> _Texte fourni_
******

All I Want Is You, © STÉPHANE ABOUDARAM/COURTESY THE ARTIST AND XAVIER HUFKENS, BRUSSELS

A fleur de peau

A Bruxelles, l’artiste britannique Tracey Emin convoque la sensation perdue de l’intime et le souvenir de l’autre en une ambitieuse exposition solo à la galerie Xavier Hufkens.

Ecorchée vive à la fois impulsive et prolifique, Tracey Emin (Londres, 1963) développe depuis vingt ans une oeuvre protéiforme qui décortique inlassablement son intense vie intérieure : la célébration d’une intimité émotionnelle et sexuelle qui rend son travail si personnel et, pourtant, universel. Un travail qui lui a valu quelques scandales aussi. Deux oeuvres séminales au titre explicite ont marqué les fulgurants débuts de sa carrière : l’installation My Bed (1998), nommée au Turner Prize en 1999, et Everyone I Ever Slept With (1995, détruite dans un incendie à Londres en 2004).

En 2007, celle qui fait partie des Young British Artists représentait la Grande-Bretagne à la Biennale de Venise, où elle montrait notamment une série de grands formats la représentant nue, les jambes écartées (The Purple Virgins, 2004), ainsi que la série des aquarelles réalisées après son avortement, dévoilées pour la première fois. L’année suivante, sa première rétrospective attirait 40 000 visiteurs à la Scottish National Gallery d’Edimbourg, battant tous les records du musée pour un artiste vivant.

Tracey Emin demeure pourtant méconnue de ce côté de la Manche, sa première exposition d’envergure ayant seulement eu lieu cet été en France, au château La Coste (en Provence). Une frontière linguistique dont l’artiste s’amuse :  » Quand je séjourne à Paris, personne ne me salue dans la rue mais, dès que j’arrive à la gare du Nord, dans la zone Eurostar, tous les Anglais me reconnaissent, me font signe et veulent prendre des photos avec moi. Je suis célèbre dans le monde de l’art, mais l’essentiel n’est pas là : ce qui compte, c’est de pouvoir voir les oeuvres d’un artiste, pas de connaître son nom.  »

Après la France, c’est au tour de la Belgique de l’accueillir pour un important  » solo show  » à la galerie Xavier Hufkens, à Bruxelles, dévoilant près de 90 oeuvres de différents médias, déployant aussi bien ses derniers dessins, gouaches et peintures qu’un bronze monumental créé pour l’occasion (All I Want Is You, 2016), une vidéo et des néons agrandissant sa singulière écriture manuscrite. A Bruxelles, le tout forme un ensemble cohérent, où pulsent le sang et les tripes de l’artiste, dont le ressenti intime est à l’origine de toute création.

******

> _Lignes de données_

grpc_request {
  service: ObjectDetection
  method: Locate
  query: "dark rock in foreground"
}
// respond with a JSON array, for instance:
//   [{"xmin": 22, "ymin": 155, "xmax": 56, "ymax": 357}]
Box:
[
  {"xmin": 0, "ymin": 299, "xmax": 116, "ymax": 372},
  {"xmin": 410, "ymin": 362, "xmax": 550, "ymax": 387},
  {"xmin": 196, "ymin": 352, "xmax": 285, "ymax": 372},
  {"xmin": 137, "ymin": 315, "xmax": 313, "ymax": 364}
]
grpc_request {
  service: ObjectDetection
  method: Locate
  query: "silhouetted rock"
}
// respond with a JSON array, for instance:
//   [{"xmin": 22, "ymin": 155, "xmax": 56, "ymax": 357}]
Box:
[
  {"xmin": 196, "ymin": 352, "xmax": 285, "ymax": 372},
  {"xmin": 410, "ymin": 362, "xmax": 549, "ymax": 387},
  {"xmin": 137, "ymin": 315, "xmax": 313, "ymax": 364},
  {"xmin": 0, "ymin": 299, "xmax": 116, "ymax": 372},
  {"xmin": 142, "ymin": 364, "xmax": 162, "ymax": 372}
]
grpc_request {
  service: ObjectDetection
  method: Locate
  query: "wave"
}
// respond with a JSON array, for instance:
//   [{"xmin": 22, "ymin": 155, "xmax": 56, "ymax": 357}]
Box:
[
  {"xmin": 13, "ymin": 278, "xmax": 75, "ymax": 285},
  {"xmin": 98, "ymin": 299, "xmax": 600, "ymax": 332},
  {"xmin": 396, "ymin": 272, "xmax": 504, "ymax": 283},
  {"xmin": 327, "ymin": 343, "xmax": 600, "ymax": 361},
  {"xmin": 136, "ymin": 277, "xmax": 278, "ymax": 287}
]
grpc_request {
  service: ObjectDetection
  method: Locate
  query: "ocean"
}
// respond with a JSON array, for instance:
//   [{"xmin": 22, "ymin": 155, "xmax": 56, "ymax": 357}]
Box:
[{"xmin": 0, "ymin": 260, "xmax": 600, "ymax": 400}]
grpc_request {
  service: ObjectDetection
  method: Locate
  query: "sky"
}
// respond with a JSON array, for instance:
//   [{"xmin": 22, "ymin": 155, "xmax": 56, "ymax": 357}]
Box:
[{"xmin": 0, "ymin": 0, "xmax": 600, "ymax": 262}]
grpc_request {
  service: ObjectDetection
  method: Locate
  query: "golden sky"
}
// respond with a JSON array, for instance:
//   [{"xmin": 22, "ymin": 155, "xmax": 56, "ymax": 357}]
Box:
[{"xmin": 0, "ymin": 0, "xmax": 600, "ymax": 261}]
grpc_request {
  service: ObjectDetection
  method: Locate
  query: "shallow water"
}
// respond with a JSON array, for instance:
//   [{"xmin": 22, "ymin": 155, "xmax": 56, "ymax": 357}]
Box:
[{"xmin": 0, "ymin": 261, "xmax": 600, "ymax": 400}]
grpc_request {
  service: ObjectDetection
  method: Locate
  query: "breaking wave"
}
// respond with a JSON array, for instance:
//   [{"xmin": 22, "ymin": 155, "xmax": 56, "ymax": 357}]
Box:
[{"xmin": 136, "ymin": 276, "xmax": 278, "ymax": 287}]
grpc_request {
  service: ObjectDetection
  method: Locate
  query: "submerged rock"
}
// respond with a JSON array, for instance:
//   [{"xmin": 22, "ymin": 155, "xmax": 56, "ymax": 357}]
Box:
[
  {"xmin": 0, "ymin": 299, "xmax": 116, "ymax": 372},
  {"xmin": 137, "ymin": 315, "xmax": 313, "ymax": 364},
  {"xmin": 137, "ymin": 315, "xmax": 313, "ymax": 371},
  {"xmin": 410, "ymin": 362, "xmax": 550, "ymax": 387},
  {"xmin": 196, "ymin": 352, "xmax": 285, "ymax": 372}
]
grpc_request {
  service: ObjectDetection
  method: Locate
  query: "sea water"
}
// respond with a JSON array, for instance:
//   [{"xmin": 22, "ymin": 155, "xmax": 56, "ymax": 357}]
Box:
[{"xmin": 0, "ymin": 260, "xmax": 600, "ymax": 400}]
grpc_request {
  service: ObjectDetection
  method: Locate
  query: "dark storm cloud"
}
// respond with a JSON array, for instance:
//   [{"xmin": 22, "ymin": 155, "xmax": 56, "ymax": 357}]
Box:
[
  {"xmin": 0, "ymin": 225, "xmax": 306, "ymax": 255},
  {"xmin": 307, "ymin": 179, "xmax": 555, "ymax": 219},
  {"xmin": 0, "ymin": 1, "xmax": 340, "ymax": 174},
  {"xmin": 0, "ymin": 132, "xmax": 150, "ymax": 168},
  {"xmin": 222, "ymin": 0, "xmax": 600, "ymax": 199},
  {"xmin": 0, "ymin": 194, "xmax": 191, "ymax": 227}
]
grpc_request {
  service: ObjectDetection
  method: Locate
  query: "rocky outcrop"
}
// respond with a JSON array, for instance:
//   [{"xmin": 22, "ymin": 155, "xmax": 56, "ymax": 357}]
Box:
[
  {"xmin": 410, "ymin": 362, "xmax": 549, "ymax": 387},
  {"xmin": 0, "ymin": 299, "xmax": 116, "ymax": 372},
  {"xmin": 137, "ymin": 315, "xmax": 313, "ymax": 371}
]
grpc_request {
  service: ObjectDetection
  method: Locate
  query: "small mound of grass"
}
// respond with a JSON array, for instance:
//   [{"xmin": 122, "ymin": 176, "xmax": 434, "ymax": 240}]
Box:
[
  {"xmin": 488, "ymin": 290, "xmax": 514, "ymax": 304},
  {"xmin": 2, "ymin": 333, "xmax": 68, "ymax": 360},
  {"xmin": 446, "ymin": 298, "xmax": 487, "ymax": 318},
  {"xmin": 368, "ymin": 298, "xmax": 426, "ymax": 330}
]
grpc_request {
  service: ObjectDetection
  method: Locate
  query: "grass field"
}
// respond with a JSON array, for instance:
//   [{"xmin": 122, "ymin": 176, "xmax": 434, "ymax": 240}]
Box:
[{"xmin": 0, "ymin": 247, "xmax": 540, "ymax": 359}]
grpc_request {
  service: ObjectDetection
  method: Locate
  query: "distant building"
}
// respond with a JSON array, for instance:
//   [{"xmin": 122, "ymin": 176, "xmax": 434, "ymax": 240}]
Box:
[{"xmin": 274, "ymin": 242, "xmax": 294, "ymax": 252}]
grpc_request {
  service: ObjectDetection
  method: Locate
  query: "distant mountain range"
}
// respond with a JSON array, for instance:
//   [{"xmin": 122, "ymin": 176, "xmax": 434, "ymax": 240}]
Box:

******

> _Consigne_
Citez textuellement le passage du texte fourni qui va de « A fleur de peau » jusqu'à « Londres en 2004). » inclus.

> _Réponse rédigée_
A fleur de peau

A Bruxelles, l’artiste britannique Tracey Emin convoque la sensation perdue de l’intime et le souvenir de l’autre en une ambitieuse exposition solo à la galerie Xavier Hufkens.

Ecorchée vive à la fois impulsive et prolifique, Tracey Emin (Londres, 1963) développe depuis vingt ans une oeuvre protéiforme qui décortique inlassablement son intense vie intérieure : la célébration d’une intimité émotionnelle et sexuelle qui rend son travail si personnel et, pourtant, universel. Un travail qui lui a valu quelques scandales aussi. Deux oeuvres séminales au titre explicite ont marqué les fulgurants débuts de sa carrière : l’installation My Bed (1998), nommée au Turner Prize en 1999, et Everyone I Ever Slept With (1995, détruite dans un incendie à Londres en 2004).